EXERCISE DIRECTIONS:
Reproduce every entry exactly.

INFORMATION SUPPLIED:
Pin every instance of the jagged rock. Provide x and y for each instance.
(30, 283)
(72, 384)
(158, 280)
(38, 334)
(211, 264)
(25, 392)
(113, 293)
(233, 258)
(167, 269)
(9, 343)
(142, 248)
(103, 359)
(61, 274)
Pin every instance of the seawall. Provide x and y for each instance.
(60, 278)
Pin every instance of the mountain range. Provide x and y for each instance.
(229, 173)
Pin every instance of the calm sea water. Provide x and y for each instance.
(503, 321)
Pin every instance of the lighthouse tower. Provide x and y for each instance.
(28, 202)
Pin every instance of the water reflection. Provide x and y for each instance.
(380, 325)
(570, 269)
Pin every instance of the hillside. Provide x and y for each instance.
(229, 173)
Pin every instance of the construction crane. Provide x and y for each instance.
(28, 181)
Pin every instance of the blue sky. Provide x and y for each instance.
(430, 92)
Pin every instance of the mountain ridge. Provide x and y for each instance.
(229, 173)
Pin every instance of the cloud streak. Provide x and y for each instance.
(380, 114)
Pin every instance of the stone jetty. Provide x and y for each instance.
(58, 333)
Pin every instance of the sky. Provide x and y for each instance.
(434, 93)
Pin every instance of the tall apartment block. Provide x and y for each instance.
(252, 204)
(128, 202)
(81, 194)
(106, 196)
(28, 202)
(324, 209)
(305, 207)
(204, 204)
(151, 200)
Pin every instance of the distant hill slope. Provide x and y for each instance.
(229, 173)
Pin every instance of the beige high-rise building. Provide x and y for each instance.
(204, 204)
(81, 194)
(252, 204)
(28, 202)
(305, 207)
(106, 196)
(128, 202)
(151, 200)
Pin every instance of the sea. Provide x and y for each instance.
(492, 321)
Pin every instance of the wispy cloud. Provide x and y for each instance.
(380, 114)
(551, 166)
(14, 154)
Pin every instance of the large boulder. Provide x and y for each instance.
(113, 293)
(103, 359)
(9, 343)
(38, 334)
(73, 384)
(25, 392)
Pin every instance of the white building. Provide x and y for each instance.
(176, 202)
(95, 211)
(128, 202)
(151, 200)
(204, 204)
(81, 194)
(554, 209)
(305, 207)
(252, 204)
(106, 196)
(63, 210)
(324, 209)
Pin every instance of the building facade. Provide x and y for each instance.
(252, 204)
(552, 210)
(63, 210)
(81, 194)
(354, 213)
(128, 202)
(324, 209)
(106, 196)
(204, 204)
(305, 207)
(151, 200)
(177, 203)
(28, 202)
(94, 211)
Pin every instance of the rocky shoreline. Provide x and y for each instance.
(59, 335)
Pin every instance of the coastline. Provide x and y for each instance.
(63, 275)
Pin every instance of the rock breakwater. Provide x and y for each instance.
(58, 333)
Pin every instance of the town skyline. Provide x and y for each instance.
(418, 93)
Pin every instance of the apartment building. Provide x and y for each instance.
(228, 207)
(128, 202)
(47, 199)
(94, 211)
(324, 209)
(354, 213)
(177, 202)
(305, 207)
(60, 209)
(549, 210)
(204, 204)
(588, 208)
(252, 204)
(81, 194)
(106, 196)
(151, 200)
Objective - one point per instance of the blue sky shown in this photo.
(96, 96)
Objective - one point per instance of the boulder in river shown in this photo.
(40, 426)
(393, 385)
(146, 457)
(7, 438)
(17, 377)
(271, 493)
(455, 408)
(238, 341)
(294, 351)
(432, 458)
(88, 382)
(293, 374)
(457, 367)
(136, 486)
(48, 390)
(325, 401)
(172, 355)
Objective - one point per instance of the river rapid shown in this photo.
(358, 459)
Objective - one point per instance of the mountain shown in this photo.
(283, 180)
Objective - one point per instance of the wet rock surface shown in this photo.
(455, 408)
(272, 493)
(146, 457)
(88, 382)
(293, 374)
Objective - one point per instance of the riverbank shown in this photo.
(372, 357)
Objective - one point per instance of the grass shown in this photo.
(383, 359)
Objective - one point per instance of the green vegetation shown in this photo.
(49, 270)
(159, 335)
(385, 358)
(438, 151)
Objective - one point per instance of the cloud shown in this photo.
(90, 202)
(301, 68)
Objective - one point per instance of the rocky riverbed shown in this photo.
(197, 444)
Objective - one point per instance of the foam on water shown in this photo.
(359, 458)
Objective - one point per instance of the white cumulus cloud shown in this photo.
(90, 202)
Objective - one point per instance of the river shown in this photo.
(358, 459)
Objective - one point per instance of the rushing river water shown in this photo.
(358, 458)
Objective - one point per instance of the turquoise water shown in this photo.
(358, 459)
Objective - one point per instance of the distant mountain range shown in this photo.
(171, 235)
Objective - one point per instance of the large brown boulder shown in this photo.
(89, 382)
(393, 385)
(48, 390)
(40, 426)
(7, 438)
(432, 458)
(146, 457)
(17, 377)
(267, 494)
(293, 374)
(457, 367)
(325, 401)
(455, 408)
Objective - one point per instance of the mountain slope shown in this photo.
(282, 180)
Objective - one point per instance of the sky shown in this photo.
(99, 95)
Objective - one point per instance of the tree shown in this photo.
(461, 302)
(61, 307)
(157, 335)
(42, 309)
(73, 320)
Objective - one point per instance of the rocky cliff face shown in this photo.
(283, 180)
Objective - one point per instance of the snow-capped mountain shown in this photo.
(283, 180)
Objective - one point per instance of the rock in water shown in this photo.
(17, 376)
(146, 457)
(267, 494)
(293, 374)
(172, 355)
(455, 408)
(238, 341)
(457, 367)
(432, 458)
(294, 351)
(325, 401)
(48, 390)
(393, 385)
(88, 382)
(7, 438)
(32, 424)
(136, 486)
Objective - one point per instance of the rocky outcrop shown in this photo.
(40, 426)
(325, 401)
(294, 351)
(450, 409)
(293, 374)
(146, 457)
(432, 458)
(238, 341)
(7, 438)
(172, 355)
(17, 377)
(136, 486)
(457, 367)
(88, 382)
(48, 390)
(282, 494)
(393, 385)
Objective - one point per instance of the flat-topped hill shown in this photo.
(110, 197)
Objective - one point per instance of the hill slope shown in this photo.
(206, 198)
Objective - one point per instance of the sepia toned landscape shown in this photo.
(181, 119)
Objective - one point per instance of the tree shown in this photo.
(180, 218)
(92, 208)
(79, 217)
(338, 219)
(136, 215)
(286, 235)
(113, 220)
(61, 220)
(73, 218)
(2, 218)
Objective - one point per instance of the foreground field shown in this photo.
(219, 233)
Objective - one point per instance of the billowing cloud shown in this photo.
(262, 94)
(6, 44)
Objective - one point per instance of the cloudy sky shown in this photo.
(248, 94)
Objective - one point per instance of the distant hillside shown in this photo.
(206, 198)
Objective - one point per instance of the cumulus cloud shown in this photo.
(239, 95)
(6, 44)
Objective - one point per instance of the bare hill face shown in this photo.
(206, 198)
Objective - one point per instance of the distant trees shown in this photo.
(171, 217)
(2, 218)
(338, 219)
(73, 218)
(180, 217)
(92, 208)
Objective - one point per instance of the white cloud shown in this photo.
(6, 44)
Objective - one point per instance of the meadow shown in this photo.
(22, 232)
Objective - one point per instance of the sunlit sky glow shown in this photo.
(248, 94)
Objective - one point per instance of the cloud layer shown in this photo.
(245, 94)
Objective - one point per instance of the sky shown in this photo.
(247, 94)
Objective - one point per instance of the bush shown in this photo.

RESULT OF THE TASK:
Pin every instance of the jagged rock. Provide x and y for each instance.
(30, 283)
(72, 384)
(158, 280)
(38, 334)
(211, 264)
(25, 392)
(113, 293)
(233, 258)
(167, 269)
(9, 343)
(142, 248)
(103, 359)
(61, 274)
Pin every instance of the seawall. Provide x and y for each instance.
(60, 278)
Pin every instance of the mountain range. Provide x and y for each instance.
(229, 173)
Pin every instance of the calm sea water. Provide x and y for each instance.
(503, 321)
Pin every instance of the lighthouse tower. Provide x and y for each instance.
(28, 202)
Pin every instance of the water reflection. Provide x and y for each instance.
(380, 325)
(570, 269)
Pin every instance of the hillside. Provide x and y for each instance.
(229, 173)
Pin every instance of the construction crane. Provide x and y for each instance.
(28, 181)
Pin every instance of the blue sky. Provide x and y for each instance.
(430, 92)
Pin every instance of the mountain ridge. Provide x and y for each instance.
(229, 173)
Pin every instance of the cloud streak. Provide x and y for each instance.
(380, 114)
Pin every instance of the stone jetty. Provide x and y for each instance.
(58, 333)
Pin every instance of the sky. Provide x and y for each instance.
(434, 93)
Pin every instance of the tall apartment block. Provide x and y for each instance.
(252, 204)
(128, 202)
(81, 194)
(106, 196)
(28, 202)
(324, 209)
(305, 207)
(204, 204)
(151, 200)
Pin every instance of the distant hill slope. Provide x and y for each instance.
(229, 173)
Pin every instance of the beige high-rise building. Provide x and y for each instance.
(204, 204)
(81, 194)
(252, 204)
(28, 202)
(305, 207)
(106, 196)
(128, 202)
(151, 200)
Pin every instance of the sea. Provide x and y for each instance.
(492, 321)
Pin every instance of the wispy cloud. Provide x and y for each instance.
(380, 114)
(551, 166)
(14, 154)
Pin every instance of the large boulder. Provide x and y for each instance.
(113, 293)
(103, 359)
(9, 343)
(38, 334)
(73, 384)
(25, 392)
Pin every instance of the white building. Provide x and y for each instance.
(176, 202)
(95, 211)
(128, 202)
(151, 200)
(204, 204)
(81, 194)
(554, 209)
(305, 207)
(252, 204)
(106, 196)
(63, 210)
(324, 209)
Pin every instance of the building facade. Provide x and y for each instance.
(252, 204)
(552, 210)
(63, 210)
(81, 194)
(354, 213)
(128, 202)
(324, 209)
(106, 196)
(204, 204)
(305, 207)
(151, 200)
(177, 203)
(28, 202)
(94, 211)
Pin every instance of the rocky shoreline. Provide x and y for each instance.
(59, 335)
Pin every instance of the coastline. Provide x and y for each instance.
(63, 275)
Pin every instance of the rock breakwater. Provide x and y for each instance.
(58, 333)
Pin every instance of the town skyline. Provide x and y for each instance.
(418, 93)
Pin every instance of the apartment building. Provide x and y for each instance.
(228, 207)
(128, 202)
(47, 199)
(94, 211)
(324, 209)
(354, 213)
(177, 202)
(305, 207)
(60, 209)
(549, 210)
(204, 204)
(588, 208)
(252, 204)
(81, 194)
(106, 196)
(151, 200)
Objective - one point per instance of the blue sky shown in this photo.
(96, 96)
Objective - one point per instance of the boulder in river shown in this photo.
(40, 426)
(393, 385)
(146, 457)
(7, 438)
(17, 377)
(271, 493)
(455, 408)
(238, 341)
(294, 351)
(432, 458)
(88, 382)
(293, 374)
(457, 367)
(136, 486)
(48, 390)
(325, 401)
(172, 355)
Objective - one point per instance of the river rapid shown in this photo.
(358, 459)
Objective - one point per instance of the mountain shown in this photo.
(283, 180)
Objective - one point per instance of the wet rock surface shown in this photo.
(455, 408)
(272, 493)
(146, 457)
(88, 382)
(293, 374)
Objective - one point per instance of the riverbank shown in this photo.
(372, 357)
Objective - one point per instance of the grass shown in this photo.
(383, 359)
Objective - one point per instance of the green vegetation shown in this photo.
(49, 270)
(159, 335)
(385, 358)
(438, 151)
Objective - one point per instance of the cloud shown in this photo.
(90, 202)
(301, 68)
Objective - one point per instance of the rocky riverbed shown in this photo.
(197, 444)
Objective - one point per instance of the foam on water shown in this photo.
(359, 458)
Objective - one point per instance of the white cumulus cloud shown in this photo.
(90, 202)
Objective - one point per instance of the river shown in this photo.
(358, 459)
Objective - one point per instance of the rushing river water shown in this photo.
(358, 458)
Objective - one point per instance of the turquoise water shown in this photo.
(358, 459)
Objective - one point per instance of the distant mountain range shown in this photo.
(171, 235)
Objective - one point per instance of the large brown boulder shown in this photo.
(89, 382)
(393, 385)
(48, 390)
(40, 426)
(7, 438)
(432, 458)
(146, 457)
(17, 377)
(267, 494)
(293, 374)
(457, 367)
(325, 401)
(455, 408)
Objective - one point per instance of the mountain slope shown in this photo.
(282, 180)
Objective - one point per instance of the sky shown in this photo.
(99, 95)
Objective - one point per instance of the tree shown in this photo.
(461, 302)
(61, 307)
(157, 335)
(42, 309)
(73, 320)
Objective - one point per instance of the rocky cliff face shown in this photo.
(283, 180)
Objective - one point per instance of the snow-capped mountain shown in this photo.
(283, 180)
Objective - one point per instance of the rock in water shown in this photo.
(17, 376)
(146, 457)
(267, 494)
(293, 374)
(172, 355)
(455, 408)
(238, 341)
(457, 367)
(432, 458)
(294, 351)
(325, 401)
(48, 390)
(393, 385)
(88, 382)
(7, 438)
(32, 424)
(136, 486)
Objective - one point per instance of the rocky outcrop shown in this photo.
(40, 426)
(325, 401)
(294, 351)
(450, 409)
(293, 374)
(146, 457)
(432, 458)
(238, 341)
(7, 438)
(172, 355)
(17, 377)
(136, 486)
(457, 367)
(88, 382)
(48, 390)
(282, 494)
(393, 385)
Objective - one point per instance of the flat-topped hill shown in this photo.
(110, 197)
Objective - one point per instance of the hill slope shown in this photo.
(206, 198)
Objective - one point per instance of the sepia toned landscape shown in this photo.
(181, 119)
Objective - one point per instance of the tree shown in this photo.
(180, 218)
(92, 208)
(79, 217)
(338, 219)
(136, 215)
(286, 235)
(113, 220)
(61, 220)
(73, 218)
(2, 218)
Objective - one point per instance of the foreground field shown in this photo.
(219, 233)
Objective - one point per instance of the billowing cloud shown in this photo.
(262, 94)
(6, 44)
Objective - one point per instance of the cloudy sky shown in this photo.
(248, 94)
Objective - one point per instance of the distant hillside shown in this photo.
(206, 198)
Objective - one point per instance of the cumulus cloud shown in this photo.
(239, 95)
(6, 44)
Objective - one point per instance of the bare hill face shown in this photo.
(206, 198)
Objective - one point per instance of the distant trees shown in this photo.
(171, 217)
(2, 218)
(338, 219)
(73, 218)
(180, 217)
(92, 208)
Objective - one point per instance of the white cloud shown in this photo.
(6, 44)
Objective - one point per instance of the meadow shown in this photo.
(22, 232)
Objective - one point per instance of the sunlit sky glow shown in this photo.
(248, 94)
Objective - one point per instance of the cloud layer shown in this photo.
(245, 94)
Objective - one point per instance of the sky shown in this photo.
(247, 94)
Objective - one point per instance of the bush shown in this photo.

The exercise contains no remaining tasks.